> _指示と条件_:
以下の項目をすべて、一行ずつそのまま書き返してください。画像は答えに入れないでください。

|---|

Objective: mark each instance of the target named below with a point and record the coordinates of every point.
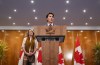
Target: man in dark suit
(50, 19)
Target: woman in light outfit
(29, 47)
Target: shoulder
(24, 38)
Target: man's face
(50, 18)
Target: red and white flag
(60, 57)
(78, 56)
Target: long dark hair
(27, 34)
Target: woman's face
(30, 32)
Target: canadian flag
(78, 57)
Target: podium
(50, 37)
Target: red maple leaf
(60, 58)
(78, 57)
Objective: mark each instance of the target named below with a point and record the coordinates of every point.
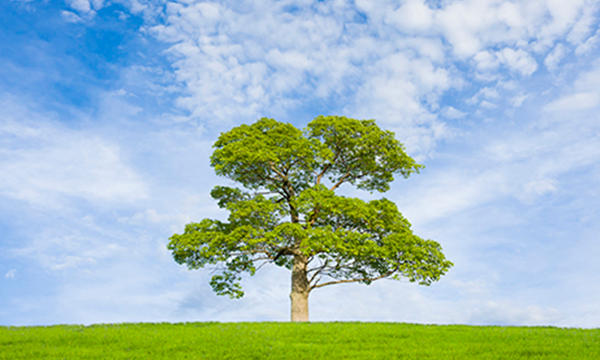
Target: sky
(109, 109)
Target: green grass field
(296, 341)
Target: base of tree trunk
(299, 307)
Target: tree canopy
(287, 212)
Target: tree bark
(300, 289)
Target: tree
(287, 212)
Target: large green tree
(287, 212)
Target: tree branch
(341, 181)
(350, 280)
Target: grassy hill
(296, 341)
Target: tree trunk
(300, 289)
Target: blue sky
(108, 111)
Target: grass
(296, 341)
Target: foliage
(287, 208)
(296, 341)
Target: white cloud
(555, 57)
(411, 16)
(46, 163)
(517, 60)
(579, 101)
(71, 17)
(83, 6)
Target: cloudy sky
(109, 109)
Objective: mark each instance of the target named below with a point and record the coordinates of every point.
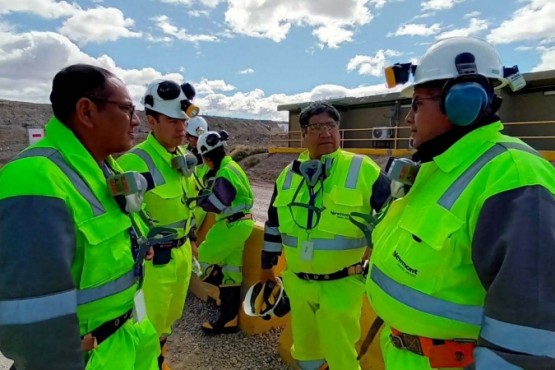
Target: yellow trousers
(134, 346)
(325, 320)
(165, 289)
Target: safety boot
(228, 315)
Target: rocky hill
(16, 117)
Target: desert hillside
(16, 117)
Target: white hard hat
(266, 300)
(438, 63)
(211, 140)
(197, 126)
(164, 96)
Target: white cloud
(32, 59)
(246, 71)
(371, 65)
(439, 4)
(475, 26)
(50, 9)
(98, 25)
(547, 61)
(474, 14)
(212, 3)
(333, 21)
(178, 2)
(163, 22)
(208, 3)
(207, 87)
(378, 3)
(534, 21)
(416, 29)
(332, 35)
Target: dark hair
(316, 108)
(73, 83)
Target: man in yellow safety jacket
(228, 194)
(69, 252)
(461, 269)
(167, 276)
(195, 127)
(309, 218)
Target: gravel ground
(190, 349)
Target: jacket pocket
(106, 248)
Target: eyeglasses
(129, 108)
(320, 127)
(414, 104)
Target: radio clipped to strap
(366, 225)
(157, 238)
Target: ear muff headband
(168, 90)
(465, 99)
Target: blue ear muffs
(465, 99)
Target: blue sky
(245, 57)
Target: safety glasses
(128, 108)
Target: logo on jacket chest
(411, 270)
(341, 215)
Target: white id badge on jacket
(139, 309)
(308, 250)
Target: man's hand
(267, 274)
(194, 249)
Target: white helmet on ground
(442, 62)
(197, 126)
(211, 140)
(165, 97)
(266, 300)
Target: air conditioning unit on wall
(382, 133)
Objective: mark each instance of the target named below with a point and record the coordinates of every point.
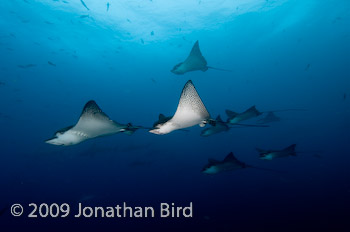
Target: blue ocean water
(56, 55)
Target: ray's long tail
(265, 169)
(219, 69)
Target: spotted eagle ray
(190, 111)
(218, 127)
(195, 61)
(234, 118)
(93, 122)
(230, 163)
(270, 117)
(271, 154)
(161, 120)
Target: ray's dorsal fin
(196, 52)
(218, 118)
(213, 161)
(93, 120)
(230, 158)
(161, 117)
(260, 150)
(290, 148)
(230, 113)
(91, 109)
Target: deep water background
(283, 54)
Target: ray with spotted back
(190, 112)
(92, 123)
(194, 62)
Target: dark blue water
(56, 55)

|---|

> _解答例_:
Objective: mark each instance of the target named below with a point and record the coordinates of every point.
Target: man in dark suit
(50, 19)
Target: woman in light outfit
(29, 47)
Target: shoulder
(24, 38)
Target: man's face
(50, 18)
Target: red and white flag
(60, 57)
(78, 56)
Target: long dark hair
(27, 34)
Target: woman's face
(30, 32)
Target: canadian flag
(78, 57)
Target: podium
(50, 37)
Target: red maple leaf
(60, 58)
(78, 57)
Objective: mark each instance of the target named below with a point and record the coordinates of every point.
Target: sky
(109, 109)
Target: green grass field
(296, 341)
Target: base of tree trunk
(299, 307)
Target: tree canopy
(287, 212)
Target: tree bark
(300, 289)
Target: tree
(287, 212)
Target: large green tree
(287, 212)
Target: tree branch
(341, 181)
(350, 280)
Target: grassy hill
(296, 341)
Target: tree trunk
(300, 289)
Target: blue sky
(108, 111)
Target: grass
(296, 341)
Target: foliage
(287, 208)
(296, 341)
Target: white cloud
(555, 57)
(411, 16)
(46, 163)
(517, 60)
(579, 101)
(71, 17)
(83, 6)
Target: cloudy sky
(109, 109)
Objective: mark each instance of the target named below with a point and record the coordinates of every point.
Target: yellow trousers
(134, 346)
(325, 320)
(165, 289)
Target: safety boot
(228, 315)
Target: rocky hill
(16, 117)
Target: desert hillside
(16, 117)
Target: white hard hat
(266, 300)
(438, 63)
(211, 140)
(197, 126)
(164, 96)
Target: white cloud
(32, 59)
(246, 71)
(371, 65)
(439, 4)
(475, 26)
(50, 9)
(98, 25)
(547, 61)
(474, 14)
(212, 3)
(333, 21)
(178, 2)
(163, 22)
(208, 3)
(207, 87)
(378, 3)
(534, 21)
(416, 29)
(332, 35)
Target: dark hair
(316, 108)
(73, 83)
Target: man in yellow safety jacket
(228, 194)
(69, 252)
(461, 269)
(167, 276)
(195, 127)
(309, 218)
Target: gravel ground
(190, 349)
Target: jacket pocket
(106, 248)
Target: eyeglasses
(129, 108)
(320, 127)
(414, 104)
Target: radio clipped to strap
(366, 225)
(157, 238)
Target: ear muff headband
(168, 90)
(465, 99)
Target: blue ear muffs
(465, 99)
Target: blue sky
(245, 57)
Target: safety glasses
(128, 108)
Target: logo on jacket chest
(411, 270)
(341, 215)
Target: white id badge on jacket
(139, 309)
(308, 250)
Target: man's hand
(267, 274)
(194, 249)
Target: white helmet on ground
(442, 62)
(197, 126)
(211, 140)
(165, 97)
(266, 300)
Target: air conditioning unit on wall
(382, 133)
Objective: mark each instance of the target named below with a point and record the coordinates of every point.
Target: blue ocean water
(56, 55)
Target: ray's long tail
(265, 169)
(219, 69)
Target: spotted eagle ray
(190, 111)
(218, 127)
(195, 61)
(234, 118)
(93, 122)
(230, 163)
(270, 117)
(271, 154)
(161, 120)
Target: ray's dorsal fin
(196, 52)
(218, 118)
(213, 161)
(93, 120)
(230, 158)
(161, 117)
(260, 150)
(290, 148)
(230, 113)
(91, 109)
Target: deep water background
(283, 54)
Target: ray with spotted back
(190, 112)
(92, 123)
(194, 62)
Target: dark blue water
(56, 55)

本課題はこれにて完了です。